Stated goal 1:
From the passage on Love, copy word for word the part that begins with the words containing "Every aspiration towards" and ends with "risk of death.".
Stated goal 2:
Write the next part of the passage on Love, starting right after its final sentence.

---------- Source

As for Love, while his father is wise, his mother is not. Love is therefore a philosopher—one who desires to attain wisdom.


Love seeks the possession of good things, for happiness lies in them. All people strive for happiness and are therefore lovers in some sense. But why, then, do we say that some love while others do not 1?

Every aspiration towards the good and towards happiness—this is what all-powerful Love, full of cunning, truly is 2. Yet the paths to happiness are many and varied: business, sport, science—all these pursuits are forms of love. We do not recognise them as such, however; we reserve the name Love for only one particular form: that which concerns human relationships.


If human beings love nothing but the good and desire it for eternity, we may say that love is the perpetual pursuit of what is good 3.

For this reason, Love seeks to beget and give birth in beauty, for procreation constitutes the part of eternity and immortality that is accessible to mortals 4. Yet begetting is only possible in beauty—in ugliness, Love withdraws 5.

Hence this paradox: to achieve a form of immortality through procreation, human beings are willing to fight, even at the risk of death.

--------------------
---------- Entries shown

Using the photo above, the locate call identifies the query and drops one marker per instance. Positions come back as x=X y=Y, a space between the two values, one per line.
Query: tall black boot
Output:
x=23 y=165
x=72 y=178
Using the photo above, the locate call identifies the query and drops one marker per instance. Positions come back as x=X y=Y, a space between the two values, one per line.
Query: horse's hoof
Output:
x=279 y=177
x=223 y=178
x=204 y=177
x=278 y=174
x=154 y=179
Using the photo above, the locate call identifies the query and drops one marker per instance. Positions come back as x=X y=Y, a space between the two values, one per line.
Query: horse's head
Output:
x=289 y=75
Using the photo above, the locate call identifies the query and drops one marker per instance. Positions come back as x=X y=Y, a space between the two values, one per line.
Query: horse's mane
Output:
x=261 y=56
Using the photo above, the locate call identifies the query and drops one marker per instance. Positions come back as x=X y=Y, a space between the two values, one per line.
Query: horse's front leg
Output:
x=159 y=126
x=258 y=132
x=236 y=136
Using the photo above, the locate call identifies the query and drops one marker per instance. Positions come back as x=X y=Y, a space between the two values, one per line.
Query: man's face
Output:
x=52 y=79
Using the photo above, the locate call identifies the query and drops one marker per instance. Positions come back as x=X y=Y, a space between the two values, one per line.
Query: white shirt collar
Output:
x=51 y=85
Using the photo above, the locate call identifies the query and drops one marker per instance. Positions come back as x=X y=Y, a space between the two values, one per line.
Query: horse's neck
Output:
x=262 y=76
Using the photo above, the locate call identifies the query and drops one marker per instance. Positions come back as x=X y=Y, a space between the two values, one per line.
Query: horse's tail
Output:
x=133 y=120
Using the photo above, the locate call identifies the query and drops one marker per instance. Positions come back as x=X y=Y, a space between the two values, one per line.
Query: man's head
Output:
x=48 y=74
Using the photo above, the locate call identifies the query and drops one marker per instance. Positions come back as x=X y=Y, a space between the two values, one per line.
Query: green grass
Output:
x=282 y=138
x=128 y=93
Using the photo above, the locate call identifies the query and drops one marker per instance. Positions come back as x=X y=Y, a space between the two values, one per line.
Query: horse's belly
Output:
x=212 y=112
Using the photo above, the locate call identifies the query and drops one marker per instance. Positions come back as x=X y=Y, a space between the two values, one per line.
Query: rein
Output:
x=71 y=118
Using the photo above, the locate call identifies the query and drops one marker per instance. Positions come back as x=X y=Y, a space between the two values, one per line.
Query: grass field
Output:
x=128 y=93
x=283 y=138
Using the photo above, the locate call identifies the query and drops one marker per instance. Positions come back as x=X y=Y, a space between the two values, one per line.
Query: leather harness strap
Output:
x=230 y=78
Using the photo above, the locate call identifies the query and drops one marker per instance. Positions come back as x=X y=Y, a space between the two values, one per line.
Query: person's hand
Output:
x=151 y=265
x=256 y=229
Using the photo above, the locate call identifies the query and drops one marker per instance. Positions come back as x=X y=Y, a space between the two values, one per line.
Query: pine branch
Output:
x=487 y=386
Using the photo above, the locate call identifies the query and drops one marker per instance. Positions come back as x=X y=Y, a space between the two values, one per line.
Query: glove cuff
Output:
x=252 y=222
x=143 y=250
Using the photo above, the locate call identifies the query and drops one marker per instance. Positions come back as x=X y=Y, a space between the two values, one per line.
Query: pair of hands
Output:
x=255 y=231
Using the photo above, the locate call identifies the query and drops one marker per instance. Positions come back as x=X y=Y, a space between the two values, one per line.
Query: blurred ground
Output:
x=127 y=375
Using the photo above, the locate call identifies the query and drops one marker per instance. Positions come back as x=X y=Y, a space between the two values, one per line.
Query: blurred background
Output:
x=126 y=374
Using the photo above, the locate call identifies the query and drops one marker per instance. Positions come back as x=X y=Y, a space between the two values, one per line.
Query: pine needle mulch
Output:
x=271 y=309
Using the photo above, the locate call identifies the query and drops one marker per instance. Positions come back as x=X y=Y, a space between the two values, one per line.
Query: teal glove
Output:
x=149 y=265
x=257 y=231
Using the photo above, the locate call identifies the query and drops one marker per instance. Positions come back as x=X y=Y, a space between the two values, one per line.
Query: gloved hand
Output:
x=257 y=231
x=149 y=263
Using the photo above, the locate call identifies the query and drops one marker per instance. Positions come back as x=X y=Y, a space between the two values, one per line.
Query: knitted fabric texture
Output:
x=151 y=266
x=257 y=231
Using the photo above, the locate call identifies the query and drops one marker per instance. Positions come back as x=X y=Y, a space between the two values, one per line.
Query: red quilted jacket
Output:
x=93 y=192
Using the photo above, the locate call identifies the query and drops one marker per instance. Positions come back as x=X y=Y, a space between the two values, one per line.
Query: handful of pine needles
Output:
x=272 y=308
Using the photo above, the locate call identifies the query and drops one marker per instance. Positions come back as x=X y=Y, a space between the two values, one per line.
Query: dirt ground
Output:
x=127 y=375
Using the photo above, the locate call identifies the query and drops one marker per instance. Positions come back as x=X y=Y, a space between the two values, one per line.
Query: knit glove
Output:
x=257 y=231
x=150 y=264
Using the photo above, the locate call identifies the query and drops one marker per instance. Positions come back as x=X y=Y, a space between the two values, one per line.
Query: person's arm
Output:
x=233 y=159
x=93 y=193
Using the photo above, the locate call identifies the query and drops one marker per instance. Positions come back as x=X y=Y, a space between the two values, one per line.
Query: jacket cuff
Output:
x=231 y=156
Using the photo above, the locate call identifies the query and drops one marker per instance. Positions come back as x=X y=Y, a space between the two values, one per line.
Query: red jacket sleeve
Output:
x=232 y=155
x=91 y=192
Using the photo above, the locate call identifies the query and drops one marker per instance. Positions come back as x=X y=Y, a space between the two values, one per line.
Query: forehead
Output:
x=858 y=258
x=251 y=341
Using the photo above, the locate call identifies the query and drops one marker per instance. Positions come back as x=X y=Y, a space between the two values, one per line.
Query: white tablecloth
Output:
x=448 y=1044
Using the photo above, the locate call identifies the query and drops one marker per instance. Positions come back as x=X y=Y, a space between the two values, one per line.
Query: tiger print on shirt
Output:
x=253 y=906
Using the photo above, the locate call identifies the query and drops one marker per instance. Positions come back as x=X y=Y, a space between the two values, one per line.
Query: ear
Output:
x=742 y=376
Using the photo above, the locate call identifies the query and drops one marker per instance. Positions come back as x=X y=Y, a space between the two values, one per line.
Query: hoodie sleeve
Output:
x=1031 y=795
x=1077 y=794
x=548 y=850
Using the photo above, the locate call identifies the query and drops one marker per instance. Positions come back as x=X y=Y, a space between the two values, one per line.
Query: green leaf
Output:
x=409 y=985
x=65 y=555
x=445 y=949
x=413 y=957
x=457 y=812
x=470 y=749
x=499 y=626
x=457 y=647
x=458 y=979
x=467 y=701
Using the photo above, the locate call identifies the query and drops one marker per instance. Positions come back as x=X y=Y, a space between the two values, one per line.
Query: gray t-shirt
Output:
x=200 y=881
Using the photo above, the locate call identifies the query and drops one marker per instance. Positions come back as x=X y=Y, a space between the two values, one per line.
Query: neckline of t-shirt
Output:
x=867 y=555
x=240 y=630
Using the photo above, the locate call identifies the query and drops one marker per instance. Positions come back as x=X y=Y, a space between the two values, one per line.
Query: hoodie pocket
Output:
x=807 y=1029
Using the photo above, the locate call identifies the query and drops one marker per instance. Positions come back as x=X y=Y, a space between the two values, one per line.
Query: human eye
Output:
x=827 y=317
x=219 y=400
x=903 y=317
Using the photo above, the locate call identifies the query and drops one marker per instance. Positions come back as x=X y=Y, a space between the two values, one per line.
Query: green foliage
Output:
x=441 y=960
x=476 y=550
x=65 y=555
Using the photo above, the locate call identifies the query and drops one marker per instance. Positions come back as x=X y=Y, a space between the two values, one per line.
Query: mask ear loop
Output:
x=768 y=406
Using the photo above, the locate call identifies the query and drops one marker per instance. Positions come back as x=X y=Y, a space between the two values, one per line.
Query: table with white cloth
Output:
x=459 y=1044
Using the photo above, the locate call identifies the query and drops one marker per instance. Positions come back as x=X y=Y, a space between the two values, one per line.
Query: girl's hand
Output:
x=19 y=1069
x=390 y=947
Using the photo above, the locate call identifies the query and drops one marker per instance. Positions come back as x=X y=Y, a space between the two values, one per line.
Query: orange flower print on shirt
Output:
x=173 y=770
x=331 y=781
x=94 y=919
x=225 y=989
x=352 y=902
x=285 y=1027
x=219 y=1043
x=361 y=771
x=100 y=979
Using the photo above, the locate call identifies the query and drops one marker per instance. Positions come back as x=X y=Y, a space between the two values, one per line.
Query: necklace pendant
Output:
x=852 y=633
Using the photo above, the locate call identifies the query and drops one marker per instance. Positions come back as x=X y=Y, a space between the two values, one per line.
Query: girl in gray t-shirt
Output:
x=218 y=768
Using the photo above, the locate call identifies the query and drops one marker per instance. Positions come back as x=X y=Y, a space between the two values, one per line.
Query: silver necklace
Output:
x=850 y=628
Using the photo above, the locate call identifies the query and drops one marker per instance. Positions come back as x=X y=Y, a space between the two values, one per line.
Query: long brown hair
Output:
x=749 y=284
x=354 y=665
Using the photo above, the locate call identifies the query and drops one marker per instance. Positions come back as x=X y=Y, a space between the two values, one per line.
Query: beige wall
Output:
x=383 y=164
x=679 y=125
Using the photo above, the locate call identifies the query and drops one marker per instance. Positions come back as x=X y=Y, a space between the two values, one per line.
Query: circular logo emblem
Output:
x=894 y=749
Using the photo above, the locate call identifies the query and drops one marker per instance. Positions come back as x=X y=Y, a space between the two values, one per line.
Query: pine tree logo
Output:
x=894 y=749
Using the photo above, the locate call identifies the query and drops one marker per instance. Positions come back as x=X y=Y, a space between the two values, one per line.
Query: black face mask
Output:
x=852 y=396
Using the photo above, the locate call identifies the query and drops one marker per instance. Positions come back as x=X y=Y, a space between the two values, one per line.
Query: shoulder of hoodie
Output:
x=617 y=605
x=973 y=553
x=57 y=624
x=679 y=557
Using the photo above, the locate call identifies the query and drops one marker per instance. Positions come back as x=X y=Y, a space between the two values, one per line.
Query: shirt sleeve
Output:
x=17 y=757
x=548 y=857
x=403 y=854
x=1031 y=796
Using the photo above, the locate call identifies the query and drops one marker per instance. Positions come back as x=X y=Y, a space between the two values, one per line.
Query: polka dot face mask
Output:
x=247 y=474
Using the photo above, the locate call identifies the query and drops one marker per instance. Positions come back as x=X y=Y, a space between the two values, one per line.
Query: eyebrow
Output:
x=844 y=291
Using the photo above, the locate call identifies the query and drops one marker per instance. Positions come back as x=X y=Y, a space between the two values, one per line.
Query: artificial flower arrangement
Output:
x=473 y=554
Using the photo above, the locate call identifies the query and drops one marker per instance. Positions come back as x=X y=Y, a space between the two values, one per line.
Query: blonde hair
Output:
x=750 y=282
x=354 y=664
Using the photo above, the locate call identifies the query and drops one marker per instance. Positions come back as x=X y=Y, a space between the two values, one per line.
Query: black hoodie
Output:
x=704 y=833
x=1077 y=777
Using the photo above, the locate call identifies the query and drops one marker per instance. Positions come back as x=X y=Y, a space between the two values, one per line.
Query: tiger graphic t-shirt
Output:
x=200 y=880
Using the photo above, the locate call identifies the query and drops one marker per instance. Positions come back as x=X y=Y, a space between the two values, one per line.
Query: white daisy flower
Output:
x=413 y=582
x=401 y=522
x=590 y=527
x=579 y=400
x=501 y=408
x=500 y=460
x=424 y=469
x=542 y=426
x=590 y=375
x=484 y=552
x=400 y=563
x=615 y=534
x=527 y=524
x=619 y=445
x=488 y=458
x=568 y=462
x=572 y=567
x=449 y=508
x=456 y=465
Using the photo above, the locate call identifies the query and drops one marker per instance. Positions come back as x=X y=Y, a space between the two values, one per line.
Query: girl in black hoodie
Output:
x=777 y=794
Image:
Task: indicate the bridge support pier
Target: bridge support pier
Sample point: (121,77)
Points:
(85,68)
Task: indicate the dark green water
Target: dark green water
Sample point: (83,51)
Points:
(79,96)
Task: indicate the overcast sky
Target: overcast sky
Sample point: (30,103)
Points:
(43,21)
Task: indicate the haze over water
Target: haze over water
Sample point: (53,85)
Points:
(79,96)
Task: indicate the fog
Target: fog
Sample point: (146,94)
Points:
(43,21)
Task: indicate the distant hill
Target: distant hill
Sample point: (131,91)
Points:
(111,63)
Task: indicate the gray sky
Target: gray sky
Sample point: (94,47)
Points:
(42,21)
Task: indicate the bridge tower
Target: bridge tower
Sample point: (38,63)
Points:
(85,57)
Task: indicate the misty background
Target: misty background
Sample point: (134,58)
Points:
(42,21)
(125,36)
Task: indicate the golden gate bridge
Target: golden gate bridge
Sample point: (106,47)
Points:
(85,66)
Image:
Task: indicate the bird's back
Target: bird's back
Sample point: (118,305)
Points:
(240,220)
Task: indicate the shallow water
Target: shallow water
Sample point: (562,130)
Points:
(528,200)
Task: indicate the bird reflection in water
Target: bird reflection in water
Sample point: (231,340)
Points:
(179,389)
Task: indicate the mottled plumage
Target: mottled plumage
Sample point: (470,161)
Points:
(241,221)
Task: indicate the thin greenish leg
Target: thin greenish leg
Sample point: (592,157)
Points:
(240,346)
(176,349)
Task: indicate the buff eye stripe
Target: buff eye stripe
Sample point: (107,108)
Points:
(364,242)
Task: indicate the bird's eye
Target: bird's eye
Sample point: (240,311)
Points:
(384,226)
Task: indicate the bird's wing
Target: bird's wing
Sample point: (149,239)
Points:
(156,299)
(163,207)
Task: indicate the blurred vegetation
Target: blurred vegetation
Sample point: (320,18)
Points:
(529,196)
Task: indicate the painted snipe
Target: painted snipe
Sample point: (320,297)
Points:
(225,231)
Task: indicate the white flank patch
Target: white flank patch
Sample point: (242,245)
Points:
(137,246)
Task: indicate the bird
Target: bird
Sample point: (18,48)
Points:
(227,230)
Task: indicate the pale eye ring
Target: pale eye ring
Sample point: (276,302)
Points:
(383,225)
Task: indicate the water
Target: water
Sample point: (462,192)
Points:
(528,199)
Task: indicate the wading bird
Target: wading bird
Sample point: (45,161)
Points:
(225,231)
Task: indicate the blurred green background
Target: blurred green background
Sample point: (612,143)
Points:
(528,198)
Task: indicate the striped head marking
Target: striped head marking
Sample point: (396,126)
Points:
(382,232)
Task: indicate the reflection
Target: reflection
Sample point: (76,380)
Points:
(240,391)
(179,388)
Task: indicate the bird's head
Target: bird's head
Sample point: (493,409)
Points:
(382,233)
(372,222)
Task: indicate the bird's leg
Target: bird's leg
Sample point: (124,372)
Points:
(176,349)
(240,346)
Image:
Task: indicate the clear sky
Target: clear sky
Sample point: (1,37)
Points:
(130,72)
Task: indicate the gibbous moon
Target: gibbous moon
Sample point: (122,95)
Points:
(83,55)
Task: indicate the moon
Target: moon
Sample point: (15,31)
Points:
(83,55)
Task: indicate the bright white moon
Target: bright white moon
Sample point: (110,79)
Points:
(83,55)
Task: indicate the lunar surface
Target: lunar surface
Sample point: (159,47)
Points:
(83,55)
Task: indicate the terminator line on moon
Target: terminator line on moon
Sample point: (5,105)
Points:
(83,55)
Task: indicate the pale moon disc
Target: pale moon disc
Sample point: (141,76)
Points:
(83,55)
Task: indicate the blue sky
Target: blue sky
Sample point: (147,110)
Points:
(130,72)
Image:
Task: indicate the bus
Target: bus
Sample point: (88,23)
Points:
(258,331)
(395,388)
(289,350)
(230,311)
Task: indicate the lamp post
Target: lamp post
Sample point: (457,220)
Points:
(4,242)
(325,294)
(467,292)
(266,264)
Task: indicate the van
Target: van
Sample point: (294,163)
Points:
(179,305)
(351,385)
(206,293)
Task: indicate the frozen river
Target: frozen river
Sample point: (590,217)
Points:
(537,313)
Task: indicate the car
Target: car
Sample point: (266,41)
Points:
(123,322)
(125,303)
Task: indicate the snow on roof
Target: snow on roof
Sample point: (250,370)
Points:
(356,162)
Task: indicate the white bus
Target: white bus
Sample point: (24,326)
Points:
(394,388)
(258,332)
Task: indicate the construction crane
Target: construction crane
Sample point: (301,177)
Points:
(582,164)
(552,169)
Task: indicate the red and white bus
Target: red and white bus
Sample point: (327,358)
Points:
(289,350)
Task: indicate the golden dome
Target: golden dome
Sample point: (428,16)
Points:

--------------------

Final result 1:
Every aspiration towards the good and towards happiness—this is what all-powerful Love, full of cunning, truly is 2. Yet the paths to happiness are many and varied: business, sport, science—all these pursuits are forms of love. We do not recognise them as such, however; we reserve the name Love for only one particular form: that which concerns human relationships.


If human beings love nothing but the good and desire it for eternity, we may say that love is the perpetual pursuit of what is good 3.

For this reason, Love seeks to beget and give birth in beauty, for procreation constitutes the part of eternity and immortality that is accessible to mortals 4. Yet begetting is only possible in beauty—in ugliness, Love withdraws 5.

Hence this paradox: to achieve a form of immortality through procreation, human beings are willing to fight, even at the risk of death.

Final result 2:
Man is, therefore, irrational. Observe humanity, and its irrationality will perplex you—such is the power of Love. People are ready, for the sake of this end, to take every risk—far more than for their own children. They are willing to stake their fortunes, to endure endless hardship, even to sacrifice their lives 6.


Diotima distinguishes between the fecundity of the soul and that of the body. The soul, too, can be fertile: poets, creators, and inventors produce a far nobler progeny—their works. What they share are far more beautiful, more imperishable children! 7.


Love is the pursuit of absolute beauty. This is not, however, attainable straightaway. It is reached only at the end of a long journey, during which Love educates itself, ascending towards a higher kind of beauty through various stages.


First, Love begins with the love of a beautiful body—the first and lowest stage.

Love then realises that the beauty of one body is found in others, and so it becomes love of beautiful bodies in the plural. This is progress.

It then turns to something more spiritual and profound: the love of beautiful souls.

Next, it seeks the source of beauty in those souls—knowledge. It becomes love of knowledge.

At the summit of this ascent stands Absolute Beauty, eternal and non-relative—it is not beautiful at one moment and ugly at another 8. It has no face and does not exist in any singular being. Diotima offers only a negative definition: she tells us what it is not, rather than what it is.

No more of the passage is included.